- Work instructions:
Reproduce word for word the part of the summer flu article that starts at the words "A sharp rise" and stops after "region, Gärdström added.".

- Provided passage:
Summer flu infections have been spreading in Finland over recent weeks, especially after the easing of coronavirus restrictions led to an increase in social interactions.
The number of flu infections clearly fell during the spring, as hand washing and social distancing became the norm during the early stages of the coronavirus pandemic.
Many of the current infections are being caused by the rhinovirus, which is the most common viral infectious agent found in humans and is the predominant cause of the common cold, according to Niina Ikonen, a specialist at the Finnish Institute for Health and Welfare.
Rhinoviruses often spread during late summer and early autumn.
A sharp rise in the number of influenza infections has been noted by healthcare authorities in the Central Finland city of Jyväskylä.
"The flu probably started to spread when people began moving again," Deputy Chief Physician Marja Autere from the City of Jyväskylä told Yle. "People have travelled a lot within Finland and they are sure to bring back the summer flu from their travels."
Influenza infections have also increased in both the South Savo and East Savo hospital districts.
"Summer flu is on the move, with the same type of symptoms as the coronavirus," East Savo Hospital District’s Pandemic Manager Hans Gärdström said.
The spike in cases in the hospital district can be at least partially attributed to the large numbers of domestic tourists coming into the Savonlinna region, Gärdström added.
"The number of contacts is much higher, now that people have had time to meet a much larger number of people," he said.
"Caution, such as there was during the spring, has unfortunately been forgotten," according to Veikko Karvonen, South Savo Hospital District’s Chief Physician of primary health care.

- Study material:

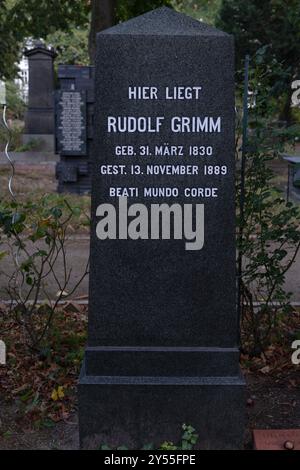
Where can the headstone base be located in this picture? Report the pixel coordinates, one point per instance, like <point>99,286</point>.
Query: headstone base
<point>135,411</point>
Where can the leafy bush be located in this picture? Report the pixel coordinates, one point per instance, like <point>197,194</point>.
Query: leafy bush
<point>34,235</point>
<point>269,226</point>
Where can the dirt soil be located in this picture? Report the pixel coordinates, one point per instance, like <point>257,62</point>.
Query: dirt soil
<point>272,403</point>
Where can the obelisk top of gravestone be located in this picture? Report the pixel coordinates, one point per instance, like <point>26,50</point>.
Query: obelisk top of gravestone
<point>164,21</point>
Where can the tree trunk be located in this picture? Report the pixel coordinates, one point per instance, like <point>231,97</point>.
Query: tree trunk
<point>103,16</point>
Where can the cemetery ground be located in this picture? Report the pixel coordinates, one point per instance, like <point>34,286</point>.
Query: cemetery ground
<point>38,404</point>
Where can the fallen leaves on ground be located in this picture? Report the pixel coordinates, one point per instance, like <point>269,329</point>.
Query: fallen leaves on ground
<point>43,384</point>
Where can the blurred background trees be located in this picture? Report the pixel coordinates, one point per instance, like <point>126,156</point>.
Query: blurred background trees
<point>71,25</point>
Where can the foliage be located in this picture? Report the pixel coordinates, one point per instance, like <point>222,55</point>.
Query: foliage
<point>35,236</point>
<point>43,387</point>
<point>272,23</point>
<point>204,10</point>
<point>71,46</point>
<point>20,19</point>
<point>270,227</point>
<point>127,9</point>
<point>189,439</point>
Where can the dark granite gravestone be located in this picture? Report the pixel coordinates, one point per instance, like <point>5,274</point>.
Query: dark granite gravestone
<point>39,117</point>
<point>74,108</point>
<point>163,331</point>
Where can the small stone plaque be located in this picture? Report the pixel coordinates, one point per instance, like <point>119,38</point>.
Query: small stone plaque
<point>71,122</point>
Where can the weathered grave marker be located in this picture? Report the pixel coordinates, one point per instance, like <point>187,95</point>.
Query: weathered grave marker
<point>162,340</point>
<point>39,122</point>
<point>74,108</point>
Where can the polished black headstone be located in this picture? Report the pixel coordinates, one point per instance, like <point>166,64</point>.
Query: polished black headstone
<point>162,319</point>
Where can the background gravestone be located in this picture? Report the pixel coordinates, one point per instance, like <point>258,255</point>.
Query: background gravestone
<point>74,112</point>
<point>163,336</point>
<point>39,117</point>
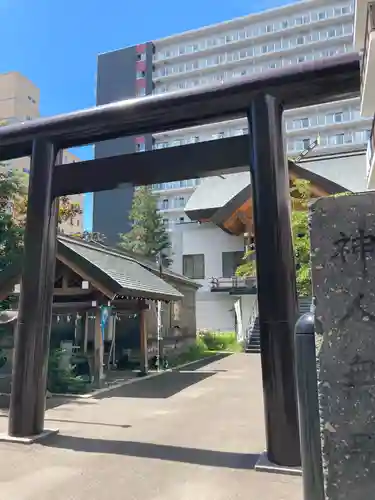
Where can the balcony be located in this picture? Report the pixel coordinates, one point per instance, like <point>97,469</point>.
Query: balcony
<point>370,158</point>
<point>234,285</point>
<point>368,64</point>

- Solution:
A sharp rise in the number of influenza infections has been noted by healthcare authorities in the Central Finland city of Jyväskylä.
"The flu probably started to spread when people began moving again," Deputy Chief Physician Marja Autere from the City of Jyväskylä told Yle. "People have travelled a lot within Finland and they are sure to bring back the summer flu from their travels."
Influenza infections have also increased in both the South Savo and East Savo hospital districts.
"Summer flu is on the move, with the same type of symptoms as the coronavirus," East Savo Hospital District’s Pandemic Manager Hans Gärdström said.
The spike in cases in the hospital district can be at least partially attributed to the large numbers of domestic tourists coming into the Savonlinna region, Gärdström added.